» Source passage
━━━━━━━━━━

He condemns the critics, who encourage "absurdity." Quotes The New York Times former architecture critic Herbert Muschamp's view that, "The ideal of 'not pleasing' is fundamental to modern art and modern criticism." And a Times art critic, John Rockwell, as holding that "great art is always shocking."

And playwright Edward Albee's advice to Emerson College students that "each play is an act of aggression against the status quo."

In his book, Silber holds I.M. Pei responsible for the catastrophic failures that resulted in falling glass panels of the new Hancock Tower in Boston's Back Bay. ("Firmness" missing.) Nevertheless, he says, after the owner paid millions to correct the problem according to the architect's wishes, "it is not an example of the architecture of the absurd for now it is a stunningly beautiful and efficient building."

Likewise, he praises Frank Lloyd Wright's Fallingwater residence in Pennsylvania, even though deteriorated early and had to be, well, firmed up.

Silber blames Sigfried Giedion, author of "Space, Time and Architecture," for encouraging "genius worship" and bad design. "He said architects are just like artists," Silber said. An example: Ayn Rand's fictional character Howard Roark, "who didn't give a damn about the client."

Silber described how Le Corbusier proposed eliminating the Casbah in Algiers, replacing it with a modern city and highways along the coast. "Not even the Nazi puppets would endorse his plan, so he had to look to the New World," he said.

Silber takes credit having worked with architects and builders closely at Boston University, to prevent the absurd from taking shape.

Still, he describes a student Union that "has plenty of ventilation, because it never closes properly." And an open, geographically inappropriate Mediterranean-style plaza that was stifling in the summer and snow-filled in the winter, on which the university spent $100,000 annually controlling leaks. (It has since been enclosed, at a cost of $1 million. "The Metcalf Ballroom can seat 2,000. And it paid for itself in 10 years, because it doesn't leak.")

Daniel Libeskind, who has designed the New Center for Arts and Culture building planned for the Greenway in Boston, won a 1990s competition for the Victoria and Albert Museum in London. Silber said he "played skillfully on the vanity and fears of the board members," and the project was killed after projected costs skyrocketed and a donor backed out.

Silber's view is that the economics -- smart clients watching the money, insisting on value -- is what keeps creative and talented architects on track.

Gehry, Libeskind, Calatrava -- he's got harsh words for their creations, but not all of them. "Gehry has done fine work," Silber said, citing the IAC headquarters of Barry Diller's company in New York. "In this building Gehry had a client who knew what he was doing," Silber said. "He was spending his and his stockholder's money and insisted on quality."

"When the trustees are not paying for the building themselves... , they have no defense against theory speak."

━━━━━━━━━━

» Set problem 1
Format the part of the listing that opens with the line containing "Which spot sits on each instance of the dense" and runs through the end of the listing as a Markdown table with the columns No. and Line. Number each row and omit blank lines.
The article above and the listing that follows are unrelated materials.

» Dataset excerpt
━━━━━━━━━━

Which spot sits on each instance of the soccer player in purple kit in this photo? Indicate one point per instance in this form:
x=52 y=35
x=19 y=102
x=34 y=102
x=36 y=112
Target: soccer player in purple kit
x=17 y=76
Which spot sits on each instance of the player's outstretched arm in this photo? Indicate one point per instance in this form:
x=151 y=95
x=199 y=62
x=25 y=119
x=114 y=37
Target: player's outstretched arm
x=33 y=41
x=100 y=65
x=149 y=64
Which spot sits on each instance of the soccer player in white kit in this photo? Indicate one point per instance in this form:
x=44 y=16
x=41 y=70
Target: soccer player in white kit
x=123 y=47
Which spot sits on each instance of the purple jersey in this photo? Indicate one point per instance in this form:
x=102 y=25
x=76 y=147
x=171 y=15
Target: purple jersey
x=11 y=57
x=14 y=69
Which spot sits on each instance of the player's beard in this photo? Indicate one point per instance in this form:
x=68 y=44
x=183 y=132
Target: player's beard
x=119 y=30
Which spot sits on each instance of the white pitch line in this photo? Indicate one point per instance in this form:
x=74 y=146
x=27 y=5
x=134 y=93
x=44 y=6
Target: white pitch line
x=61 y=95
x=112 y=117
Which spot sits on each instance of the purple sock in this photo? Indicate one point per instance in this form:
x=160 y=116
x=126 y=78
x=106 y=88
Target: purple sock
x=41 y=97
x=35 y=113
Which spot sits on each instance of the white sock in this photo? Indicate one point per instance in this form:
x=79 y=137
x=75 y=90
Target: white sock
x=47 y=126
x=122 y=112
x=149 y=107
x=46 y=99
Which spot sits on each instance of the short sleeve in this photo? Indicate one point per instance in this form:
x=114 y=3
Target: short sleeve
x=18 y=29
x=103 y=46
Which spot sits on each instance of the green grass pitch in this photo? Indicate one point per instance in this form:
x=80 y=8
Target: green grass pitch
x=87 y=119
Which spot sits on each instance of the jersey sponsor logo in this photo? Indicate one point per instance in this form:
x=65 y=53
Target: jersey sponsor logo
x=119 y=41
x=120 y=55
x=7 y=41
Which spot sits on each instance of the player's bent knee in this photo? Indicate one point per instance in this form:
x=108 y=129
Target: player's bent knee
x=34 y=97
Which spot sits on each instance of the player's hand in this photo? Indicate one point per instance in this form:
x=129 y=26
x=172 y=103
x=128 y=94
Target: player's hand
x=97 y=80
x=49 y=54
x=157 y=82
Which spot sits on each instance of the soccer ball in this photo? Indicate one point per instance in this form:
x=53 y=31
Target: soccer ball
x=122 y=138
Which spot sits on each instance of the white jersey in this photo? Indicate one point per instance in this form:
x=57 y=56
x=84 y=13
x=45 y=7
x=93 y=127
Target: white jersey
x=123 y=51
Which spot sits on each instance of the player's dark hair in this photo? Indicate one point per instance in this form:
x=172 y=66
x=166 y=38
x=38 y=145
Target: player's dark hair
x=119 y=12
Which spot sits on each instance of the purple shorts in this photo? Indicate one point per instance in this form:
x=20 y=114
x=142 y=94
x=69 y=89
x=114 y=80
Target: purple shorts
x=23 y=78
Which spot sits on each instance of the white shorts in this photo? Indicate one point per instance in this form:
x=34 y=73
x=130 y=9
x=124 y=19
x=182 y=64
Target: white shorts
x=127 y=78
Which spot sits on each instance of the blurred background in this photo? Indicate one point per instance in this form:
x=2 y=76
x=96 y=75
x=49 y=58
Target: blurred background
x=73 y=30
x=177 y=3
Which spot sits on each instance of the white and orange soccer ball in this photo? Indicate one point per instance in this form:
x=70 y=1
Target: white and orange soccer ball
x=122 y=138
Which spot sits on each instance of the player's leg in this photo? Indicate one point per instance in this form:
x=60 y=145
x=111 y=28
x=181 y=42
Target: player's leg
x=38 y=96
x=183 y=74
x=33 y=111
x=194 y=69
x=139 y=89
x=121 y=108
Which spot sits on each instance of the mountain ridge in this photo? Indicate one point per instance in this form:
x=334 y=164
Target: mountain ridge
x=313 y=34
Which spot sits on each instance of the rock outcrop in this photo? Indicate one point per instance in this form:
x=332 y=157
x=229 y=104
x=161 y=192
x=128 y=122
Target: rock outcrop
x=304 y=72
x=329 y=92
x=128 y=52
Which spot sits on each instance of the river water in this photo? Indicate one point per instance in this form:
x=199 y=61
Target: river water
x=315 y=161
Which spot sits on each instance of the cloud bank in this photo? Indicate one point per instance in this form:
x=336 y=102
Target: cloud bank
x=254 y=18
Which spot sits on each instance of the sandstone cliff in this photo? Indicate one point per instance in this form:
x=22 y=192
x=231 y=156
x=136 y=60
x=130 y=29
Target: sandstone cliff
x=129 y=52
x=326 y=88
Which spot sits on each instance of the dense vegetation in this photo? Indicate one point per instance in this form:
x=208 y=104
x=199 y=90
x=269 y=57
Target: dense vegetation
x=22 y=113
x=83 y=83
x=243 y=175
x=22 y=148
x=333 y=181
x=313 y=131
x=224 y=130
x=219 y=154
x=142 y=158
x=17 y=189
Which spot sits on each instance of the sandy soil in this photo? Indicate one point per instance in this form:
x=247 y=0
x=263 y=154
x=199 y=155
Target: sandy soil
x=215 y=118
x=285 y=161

━━━━━━━━━━

» Set problem 2
According to the article, what did it cost to enclose the university's Mediterranean-style plaza?

» Problem solution 1
| No. | Line |
|---|---|
| 1 | Which spot sits on each instance of the dense vegetation in this photo? Indicate one point per instance in this form: |
| 2 | x=208 y=104 |
| 3 | x=199 y=90 |
| 4 | x=269 y=57 |
| 5 | Target: dense vegetation |
| 6 | x=22 y=113 |
| 7 | x=83 y=83 |
| 8 | x=243 y=175 |
| 9 | x=22 y=148 |
| 10 | x=333 y=181 |
| 11 | x=313 y=131 |
| 12 | x=224 y=130 |
| 13 | x=219 y=154 |
| 14 | x=142 y=158 |
| 15 | x=17 y=189 |
| 16 | Which spot sits on each instance of the sandy soil in this photo? Indicate one point per instance in this form: |
| 17 | x=247 y=0 |
| 18 | x=263 y=154 |
| 19 | x=199 y=155 |
| 20 | Target: sandy soil |
| 21 | x=215 y=118 |
| 22 | x=285 y=161 |

» Problem solution 2
$1 million.